AUFGABE
Aktualisiere den Abschnitt der Bundestagsrede, der bei "Rede von Heinz" beginnt und bei "Abgeordnete Frau Saibold." endet, indem du "Abgeordnete" durch "Parlamentarierin" ersetzt, und gib ihn wieder.

VORLIEGENDER TEXT

Rede von Heinz Westphal
  • Parteizugehörigkeit zum Zeitpunkt der Rede: (SPD)
  • Letzte offizielle eingetragene Parteizugehörigkeit: (SPD)
Das Wort hat die Abgeordnete Frau Saibold.

(Hinsken [CDU/CSU]: Jetzt kommt das Alternativprogramm! Jetzt wird die Bevölkerung aufgeklärt! — Zuruf von der SPD: Jetzt kommt eine alternative vernünftige Rede!)


  • insert_commentNächste Rede als Kontext
    Rede von Hannelore Saibold


    • Parteizugehörigkeit zum Zeitpunkt der Rede: (BÜNDNIS 90/DIE GRÜNEN)
    • Letzte offizielle eingetragene Parteizugehörigkeit: (BÜNDNIS 90/DIE GRÜNEN)

    : Sehr geehrter Herr Präsident! Meine Damen und Herren! Geld regiert die Wirtschaft. Deswegen wird bei der CDU/CSU die Wirtschaftspolitik jetzt offensichtlich von den Haushältern gemacht. Auch das ist einmal ganz interessant.

    (Hinsken [CDU/CSU]: Wirtschaft ist nicht alles, aber alles ist ohne Wirtschaft nichts!)

    Wir erleben in diesen Wochen in der DDR und weit darüber hinaus eine atemberaubende Entwicklung. Das Desaster des real existierenden Sozialismus tritt in allen Facetten offen zutage. Es ist ein Desaster in moralischer, politischer, ökologischer und wirtschaftlicher Hinsicht.

AUSZUG AUS DATENSATZ
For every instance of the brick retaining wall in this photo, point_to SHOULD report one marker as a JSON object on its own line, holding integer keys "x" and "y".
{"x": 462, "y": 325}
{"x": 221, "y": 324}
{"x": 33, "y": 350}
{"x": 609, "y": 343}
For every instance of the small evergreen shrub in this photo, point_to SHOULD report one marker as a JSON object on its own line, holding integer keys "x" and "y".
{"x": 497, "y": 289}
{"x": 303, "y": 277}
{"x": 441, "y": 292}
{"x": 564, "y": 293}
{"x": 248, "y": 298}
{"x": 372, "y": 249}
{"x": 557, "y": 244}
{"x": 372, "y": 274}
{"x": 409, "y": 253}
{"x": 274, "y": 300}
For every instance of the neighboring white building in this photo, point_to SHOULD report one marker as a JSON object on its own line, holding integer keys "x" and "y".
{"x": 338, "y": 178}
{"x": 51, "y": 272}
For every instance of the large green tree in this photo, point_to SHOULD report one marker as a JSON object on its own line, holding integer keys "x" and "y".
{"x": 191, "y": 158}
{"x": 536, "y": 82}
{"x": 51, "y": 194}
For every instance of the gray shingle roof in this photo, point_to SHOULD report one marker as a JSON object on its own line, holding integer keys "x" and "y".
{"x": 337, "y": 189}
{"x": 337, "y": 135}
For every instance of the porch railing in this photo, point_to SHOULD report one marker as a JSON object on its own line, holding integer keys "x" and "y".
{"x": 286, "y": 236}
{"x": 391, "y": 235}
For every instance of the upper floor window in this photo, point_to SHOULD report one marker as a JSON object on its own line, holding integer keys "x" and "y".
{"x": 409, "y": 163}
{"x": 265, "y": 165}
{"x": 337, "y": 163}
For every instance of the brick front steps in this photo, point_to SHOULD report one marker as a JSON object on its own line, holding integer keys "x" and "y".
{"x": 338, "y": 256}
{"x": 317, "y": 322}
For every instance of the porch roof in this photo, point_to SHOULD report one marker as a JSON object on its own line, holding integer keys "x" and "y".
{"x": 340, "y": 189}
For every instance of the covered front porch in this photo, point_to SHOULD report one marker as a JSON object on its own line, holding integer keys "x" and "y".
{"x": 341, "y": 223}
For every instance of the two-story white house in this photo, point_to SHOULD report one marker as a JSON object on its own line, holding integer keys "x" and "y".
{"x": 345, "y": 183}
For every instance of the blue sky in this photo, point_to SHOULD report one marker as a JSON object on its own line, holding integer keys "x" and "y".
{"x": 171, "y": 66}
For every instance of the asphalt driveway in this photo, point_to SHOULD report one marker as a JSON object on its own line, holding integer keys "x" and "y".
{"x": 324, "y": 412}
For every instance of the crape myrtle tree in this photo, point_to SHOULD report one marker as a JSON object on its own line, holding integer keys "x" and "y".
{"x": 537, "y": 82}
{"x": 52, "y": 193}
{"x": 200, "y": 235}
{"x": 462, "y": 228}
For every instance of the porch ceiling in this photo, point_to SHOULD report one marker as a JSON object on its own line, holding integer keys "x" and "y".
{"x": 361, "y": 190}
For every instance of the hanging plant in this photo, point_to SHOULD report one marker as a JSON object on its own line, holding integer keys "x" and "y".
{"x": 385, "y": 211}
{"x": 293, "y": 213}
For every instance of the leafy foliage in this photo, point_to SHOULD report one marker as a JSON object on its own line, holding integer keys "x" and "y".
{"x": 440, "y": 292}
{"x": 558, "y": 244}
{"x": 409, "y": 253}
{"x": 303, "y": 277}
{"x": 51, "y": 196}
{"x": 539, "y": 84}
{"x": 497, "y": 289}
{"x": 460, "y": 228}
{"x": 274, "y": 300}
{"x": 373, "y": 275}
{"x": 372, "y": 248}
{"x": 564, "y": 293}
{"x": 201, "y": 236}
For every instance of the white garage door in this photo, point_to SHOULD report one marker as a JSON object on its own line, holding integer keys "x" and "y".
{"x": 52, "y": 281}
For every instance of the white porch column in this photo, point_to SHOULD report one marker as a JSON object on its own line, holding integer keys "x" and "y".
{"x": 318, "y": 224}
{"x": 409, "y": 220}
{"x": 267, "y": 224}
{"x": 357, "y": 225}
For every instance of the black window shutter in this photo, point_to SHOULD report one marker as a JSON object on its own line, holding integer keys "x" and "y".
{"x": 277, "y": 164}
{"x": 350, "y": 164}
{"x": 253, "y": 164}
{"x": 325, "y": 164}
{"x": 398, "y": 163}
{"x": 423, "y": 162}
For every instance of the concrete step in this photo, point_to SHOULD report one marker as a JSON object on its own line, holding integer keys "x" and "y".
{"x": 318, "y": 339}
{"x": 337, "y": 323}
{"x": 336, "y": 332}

LÖSUNG ZUR AUFGABE
Rede von Heinz Westphal
  • Parteizugehörigkeit zum Zeitpunkt der Rede: (SPD)
  • Letzte offizielle eingetragene Parteizugehörigkeit: (SPD)
Das Wort hat die Parlamentarierin Frau Saibold.